### Textauszug

Diese Aussage aus Wissenschaft und Gesundheit mit Schlüssel zur Heiligen Schrift, dem Lehrbuch der Christlichen Wissenschaft, war eines Morgens nach dem Erwachen ganz stark in meinem Bewusstsein präsent (S. 519). Ruhen und Arbeiten gleichzeitig? Was soll das heißen? Wie soll das gehen? Kommt eine wohl verdiente Ruhe nicht erst nach getaner Arbeit? So mag es vielleicht scheinen.
Wie kommt Mary Baker Eddy, die Autorin des oben genannten Lehrbuchs, zu einer solchen Aussage? Sie beschreibt dort das göttliche, unendliche Prinzip — allgemein Gott genannt — so: „Gott ist unendlich, das einzige Leben, die einzige Substanz, der einzige Geist oder die einzige Seele, die einzige Intelligenz des Universums, einschließlich des Menschen.“ (S. 330)

######

Arbeitsauftrag:
Schreibe aus dem Textauszug die Passage von „Diese Aussage aus“ bis einschließlich „es vielleicht scheinen.“ wortgetreu ab. Die Einträge stammen aus einer anderen Quelle.

### Bereitgestellte Daten

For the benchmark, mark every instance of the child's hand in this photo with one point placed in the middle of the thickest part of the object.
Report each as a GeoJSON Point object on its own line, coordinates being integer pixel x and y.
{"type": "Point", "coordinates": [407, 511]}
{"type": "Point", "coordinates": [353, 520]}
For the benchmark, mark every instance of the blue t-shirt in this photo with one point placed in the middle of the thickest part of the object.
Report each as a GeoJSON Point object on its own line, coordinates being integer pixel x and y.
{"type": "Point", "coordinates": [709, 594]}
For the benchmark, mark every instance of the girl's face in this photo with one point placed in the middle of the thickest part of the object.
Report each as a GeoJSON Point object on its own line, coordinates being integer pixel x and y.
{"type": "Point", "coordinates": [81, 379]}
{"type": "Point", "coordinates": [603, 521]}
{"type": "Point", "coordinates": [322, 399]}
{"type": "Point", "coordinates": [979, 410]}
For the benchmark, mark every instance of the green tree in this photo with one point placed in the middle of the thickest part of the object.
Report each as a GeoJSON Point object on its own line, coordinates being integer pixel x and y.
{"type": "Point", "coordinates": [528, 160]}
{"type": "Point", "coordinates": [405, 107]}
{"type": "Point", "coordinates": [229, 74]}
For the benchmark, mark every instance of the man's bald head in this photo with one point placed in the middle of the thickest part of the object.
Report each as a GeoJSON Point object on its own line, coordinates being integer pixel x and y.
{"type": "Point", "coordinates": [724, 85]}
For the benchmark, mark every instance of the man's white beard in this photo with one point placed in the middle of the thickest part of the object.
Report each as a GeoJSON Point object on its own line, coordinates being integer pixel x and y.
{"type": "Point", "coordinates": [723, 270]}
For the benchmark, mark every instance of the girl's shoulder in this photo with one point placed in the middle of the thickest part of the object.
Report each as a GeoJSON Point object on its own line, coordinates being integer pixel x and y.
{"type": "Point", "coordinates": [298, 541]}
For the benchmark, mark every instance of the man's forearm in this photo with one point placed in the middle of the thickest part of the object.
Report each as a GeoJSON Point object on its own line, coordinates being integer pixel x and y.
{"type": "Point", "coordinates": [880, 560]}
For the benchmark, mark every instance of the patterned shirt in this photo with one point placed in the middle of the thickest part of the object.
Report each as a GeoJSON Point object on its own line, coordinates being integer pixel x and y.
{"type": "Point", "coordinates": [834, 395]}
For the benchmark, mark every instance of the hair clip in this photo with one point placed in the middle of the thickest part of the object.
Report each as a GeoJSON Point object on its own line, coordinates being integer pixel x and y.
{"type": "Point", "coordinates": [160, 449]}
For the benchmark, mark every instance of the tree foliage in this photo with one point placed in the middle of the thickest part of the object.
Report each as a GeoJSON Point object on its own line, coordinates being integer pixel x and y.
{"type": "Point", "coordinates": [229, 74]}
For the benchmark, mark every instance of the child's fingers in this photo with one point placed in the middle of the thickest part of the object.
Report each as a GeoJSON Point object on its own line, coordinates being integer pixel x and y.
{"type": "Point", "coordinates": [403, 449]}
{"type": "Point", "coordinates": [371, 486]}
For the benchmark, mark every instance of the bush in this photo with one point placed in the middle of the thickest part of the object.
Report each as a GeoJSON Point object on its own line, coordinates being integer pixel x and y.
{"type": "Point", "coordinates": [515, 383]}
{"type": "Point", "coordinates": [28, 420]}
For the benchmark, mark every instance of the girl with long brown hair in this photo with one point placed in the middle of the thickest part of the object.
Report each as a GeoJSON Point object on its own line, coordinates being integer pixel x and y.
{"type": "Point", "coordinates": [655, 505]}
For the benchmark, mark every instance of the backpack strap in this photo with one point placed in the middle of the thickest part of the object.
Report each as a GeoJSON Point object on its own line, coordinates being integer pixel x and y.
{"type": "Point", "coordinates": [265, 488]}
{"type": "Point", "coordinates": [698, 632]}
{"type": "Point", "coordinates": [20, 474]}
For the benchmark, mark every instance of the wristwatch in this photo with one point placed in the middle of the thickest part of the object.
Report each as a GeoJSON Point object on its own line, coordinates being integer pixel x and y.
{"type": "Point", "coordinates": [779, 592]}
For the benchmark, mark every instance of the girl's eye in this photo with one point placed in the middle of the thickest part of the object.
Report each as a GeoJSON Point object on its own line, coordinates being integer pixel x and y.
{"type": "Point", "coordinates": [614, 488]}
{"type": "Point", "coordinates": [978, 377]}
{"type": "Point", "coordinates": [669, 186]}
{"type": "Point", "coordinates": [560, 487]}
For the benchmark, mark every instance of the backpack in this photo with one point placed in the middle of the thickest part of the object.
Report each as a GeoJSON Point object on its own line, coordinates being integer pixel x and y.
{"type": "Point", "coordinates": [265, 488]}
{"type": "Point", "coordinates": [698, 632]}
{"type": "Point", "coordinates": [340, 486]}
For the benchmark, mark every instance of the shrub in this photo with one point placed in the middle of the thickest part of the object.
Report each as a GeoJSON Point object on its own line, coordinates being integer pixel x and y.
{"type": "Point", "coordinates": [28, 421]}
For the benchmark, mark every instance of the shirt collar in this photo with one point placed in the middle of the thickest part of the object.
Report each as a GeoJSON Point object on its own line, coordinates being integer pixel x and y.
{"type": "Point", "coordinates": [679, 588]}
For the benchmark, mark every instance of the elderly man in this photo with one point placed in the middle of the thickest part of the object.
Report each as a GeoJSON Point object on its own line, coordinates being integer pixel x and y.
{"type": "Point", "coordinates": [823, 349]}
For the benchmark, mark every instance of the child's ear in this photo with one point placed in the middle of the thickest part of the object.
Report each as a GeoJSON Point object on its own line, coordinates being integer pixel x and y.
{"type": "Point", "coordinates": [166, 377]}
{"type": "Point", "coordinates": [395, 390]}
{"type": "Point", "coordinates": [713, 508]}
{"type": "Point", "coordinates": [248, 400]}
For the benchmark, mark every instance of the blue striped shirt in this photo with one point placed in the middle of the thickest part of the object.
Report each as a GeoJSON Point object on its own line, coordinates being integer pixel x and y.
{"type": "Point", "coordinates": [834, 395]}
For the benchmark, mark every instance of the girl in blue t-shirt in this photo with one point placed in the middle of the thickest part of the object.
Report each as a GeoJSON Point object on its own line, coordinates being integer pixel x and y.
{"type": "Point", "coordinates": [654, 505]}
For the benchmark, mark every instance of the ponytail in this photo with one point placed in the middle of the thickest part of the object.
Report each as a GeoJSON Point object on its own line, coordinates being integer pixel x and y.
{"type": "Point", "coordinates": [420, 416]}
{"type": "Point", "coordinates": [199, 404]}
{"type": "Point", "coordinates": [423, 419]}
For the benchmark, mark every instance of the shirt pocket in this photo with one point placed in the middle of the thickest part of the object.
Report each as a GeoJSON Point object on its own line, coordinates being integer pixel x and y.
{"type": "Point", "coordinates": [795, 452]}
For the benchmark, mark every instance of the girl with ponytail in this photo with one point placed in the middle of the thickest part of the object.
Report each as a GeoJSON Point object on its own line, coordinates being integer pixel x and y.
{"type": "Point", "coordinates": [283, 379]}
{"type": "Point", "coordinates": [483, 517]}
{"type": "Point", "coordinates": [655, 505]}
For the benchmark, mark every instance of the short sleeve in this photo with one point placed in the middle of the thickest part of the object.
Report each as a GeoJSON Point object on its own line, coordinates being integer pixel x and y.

######

Lösung:
Diese Aussage aus Wissenschaft und Gesundheit mit Schlüssel zur Heiligen Schrift, dem Lehrbuch der Christlichen Wissenschaft, war eines Morgens nach dem Erwachen ganz stark in meinem Bewusstsein präsent (S. 519). Ruhen und Arbeiten gleichzeitig? Was soll das heißen? Wie soll das gehen? Kommt eine wohl verdiente Ruhe nicht erst nach getaner Arbeit? So mag es vielleicht scheinen.